**Data to use:**
BEGIN

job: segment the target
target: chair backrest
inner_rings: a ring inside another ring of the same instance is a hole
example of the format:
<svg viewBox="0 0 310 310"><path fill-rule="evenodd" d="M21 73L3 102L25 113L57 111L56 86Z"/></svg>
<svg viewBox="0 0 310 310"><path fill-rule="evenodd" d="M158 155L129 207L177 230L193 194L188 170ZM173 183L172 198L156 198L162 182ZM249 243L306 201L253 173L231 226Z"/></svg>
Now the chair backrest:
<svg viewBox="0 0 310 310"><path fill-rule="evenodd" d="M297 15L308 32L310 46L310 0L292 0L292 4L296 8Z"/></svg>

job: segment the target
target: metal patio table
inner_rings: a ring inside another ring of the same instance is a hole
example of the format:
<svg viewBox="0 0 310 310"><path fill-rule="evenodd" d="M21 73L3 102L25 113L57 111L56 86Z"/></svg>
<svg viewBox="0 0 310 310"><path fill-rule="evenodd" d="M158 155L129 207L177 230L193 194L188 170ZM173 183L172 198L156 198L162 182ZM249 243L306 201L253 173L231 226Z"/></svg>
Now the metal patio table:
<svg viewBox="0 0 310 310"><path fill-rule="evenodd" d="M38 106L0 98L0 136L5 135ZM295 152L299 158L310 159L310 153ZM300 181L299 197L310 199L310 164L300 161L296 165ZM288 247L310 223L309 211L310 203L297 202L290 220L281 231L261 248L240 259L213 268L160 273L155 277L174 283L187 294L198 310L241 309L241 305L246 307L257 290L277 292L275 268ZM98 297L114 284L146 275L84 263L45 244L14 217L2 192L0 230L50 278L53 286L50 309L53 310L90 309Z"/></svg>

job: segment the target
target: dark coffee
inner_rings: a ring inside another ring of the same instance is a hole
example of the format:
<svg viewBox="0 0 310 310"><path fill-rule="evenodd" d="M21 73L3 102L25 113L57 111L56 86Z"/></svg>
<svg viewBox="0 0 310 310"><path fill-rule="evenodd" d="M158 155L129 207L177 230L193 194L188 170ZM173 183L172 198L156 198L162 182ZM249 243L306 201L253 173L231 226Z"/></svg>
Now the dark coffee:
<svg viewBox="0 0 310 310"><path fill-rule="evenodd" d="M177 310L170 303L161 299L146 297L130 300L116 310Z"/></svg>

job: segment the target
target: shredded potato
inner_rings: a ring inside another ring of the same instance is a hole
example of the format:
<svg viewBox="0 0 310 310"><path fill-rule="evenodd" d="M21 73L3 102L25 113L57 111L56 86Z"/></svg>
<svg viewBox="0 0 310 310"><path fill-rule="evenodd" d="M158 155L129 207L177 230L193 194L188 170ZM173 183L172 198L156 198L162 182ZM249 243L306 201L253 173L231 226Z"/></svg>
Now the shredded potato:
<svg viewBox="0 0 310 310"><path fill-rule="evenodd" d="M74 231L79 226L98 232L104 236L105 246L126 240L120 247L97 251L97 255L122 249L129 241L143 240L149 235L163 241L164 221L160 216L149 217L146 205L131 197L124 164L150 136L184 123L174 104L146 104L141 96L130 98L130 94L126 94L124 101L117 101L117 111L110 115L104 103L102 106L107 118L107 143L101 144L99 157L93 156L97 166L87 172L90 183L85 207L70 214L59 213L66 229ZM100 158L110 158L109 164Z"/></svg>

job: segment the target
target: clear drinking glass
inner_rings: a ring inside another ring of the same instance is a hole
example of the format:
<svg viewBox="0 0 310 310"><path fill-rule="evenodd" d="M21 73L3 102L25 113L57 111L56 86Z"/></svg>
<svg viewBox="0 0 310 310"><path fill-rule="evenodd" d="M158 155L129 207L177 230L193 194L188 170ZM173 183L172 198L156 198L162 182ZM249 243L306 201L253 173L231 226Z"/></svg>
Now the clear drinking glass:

END

**Task directions:** Once you have read the entries, reproduce each one exactly.

**The completed task:**
job: segment the target
target: chair backrest
inner_rings: a ring inside another ring of the same instance is a hole
example of the format:
<svg viewBox="0 0 310 310"><path fill-rule="evenodd" d="M21 73L3 102L25 113L57 111L56 86Z"/></svg>
<svg viewBox="0 0 310 310"><path fill-rule="evenodd" d="M158 155L129 207L177 230L193 194L188 170ZM173 183L172 198L156 198L162 182ZM249 243L306 201L253 173L231 226Z"/></svg>
Now the chair backrest:
<svg viewBox="0 0 310 310"><path fill-rule="evenodd" d="M297 15L308 32L310 46L310 0L292 0L292 4L296 8Z"/></svg>

job: segment the target
target: metal patio table
inner_rings: a ring inside another ring of the same instance is a hole
example of the format:
<svg viewBox="0 0 310 310"><path fill-rule="evenodd" d="M21 73L3 102L25 113L57 111L56 86Z"/></svg>
<svg viewBox="0 0 310 310"><path fill-rule="evenodd" d="M158 155L129 207L177 230L193 194L188 170ZM173 183L172 198L156 198L162 182ZM249 243L306 201L253 173L231 226Z"/></svg>
Now the metal patio table:
<svg viewBox="0 0 310 310"><path fill-rule="evenodd" d="M38 106L0 98L0 136L5 135ZM295 152L299 158L310 159L310 153ZM300 181L299 197L310 199L310 164L300 161L296 165ZM288 247L310 223L309 211L310 203L297 202L290 220L281 231L261 248L240 259L213 268L160 273L155 277L174 283L187 294L198 310L241 309L241 305L246 307L257 290L277 292L275 268ZM98 297L114 284L146 275L84 263L45 244L14 217L2 192L0 230L50 278L53 286L50 309L53 310L90 309Z"/></svg>

job: segment the target
target: dark coffee
inner_rings: a ring inside another ring of the same instance is a hole
example of the format:
<svg viewBox="0 0 310 310"><path fill-rule="evenodd" d="M21 73L3 102L25 113L57 111L56 86Z"/></svg>
<svg viewBox="0 0 310 310"><path fill-rule="evenodd" d="M158 155L129 207L177 230L193 194L188 170ZM173 183L172 198L156 198L162 182ZM249 243L306 201L253 173L231 226Z"/></svg>
Now the dark coffee:
<svg viewBox="0 0 310 310"><path fill-rule="evenodd" d="M177 310L170 303L161 299L146 297L130 300L116 310Z"/></svg>

job: segment the target
target: shredded potato
inner_rings: a ring inside another ring of the same instance is a hole
example of the format:
<svg viewBox="0 0 310 310"><path fill-rule="evenodd" d="M21 73L3 102L25 113L57 111L56 86Z"/></svg>
<svg viewBox="0 0 310 310"><path fill-rule="evenodd" d="M158 155L129 207L177 230L193 194L188 170ZM173 183L172 198L156 198L162 182ZM249 243L306 201L253 173L231 226Z"/></svg>
Now the shredded potato:
<svg viewBox="0 0 310 310"><path fill-rule="evenodd" d="M74 231L79 226L98 232L104 236L105 246L126 240L120 247L97 251L97 255L122 249L129 241L143 240L149 235L163 241L164 221L160 216L149 217L146 205L131 197L124 164L150 136L184 123L174 104L146 104L141 96L130 98L130 94L126 94L124 101L117 101L117 111L110 115L104 103L102 106L107 118L107 143L101 144L99 157L93 156L97 166L87 172L90 183L85 207L70 214L59 213L66 229ZM100 158L110 158L109 164Z"/></svg>

job: segment the target
target: clear drinking glass
inner_rings: a ring inside another ring of the same instance is a hole
example of the format:
<svg viewBox="0 0 310 310"><path fill-rule="evenodd" d="M21 73L3 102L25 113L57 111L56 86Z"/></svg>
<svg viewBox="0 0 310 310"><path fill-rule="evenodd" d="M158 155L129 207L177 230L193 194L188 170ZM173 183L172 198L156 198L162 182ZM249 243L306 201L253 173L231 226Z"/></svg>
Now the clear drinking glass:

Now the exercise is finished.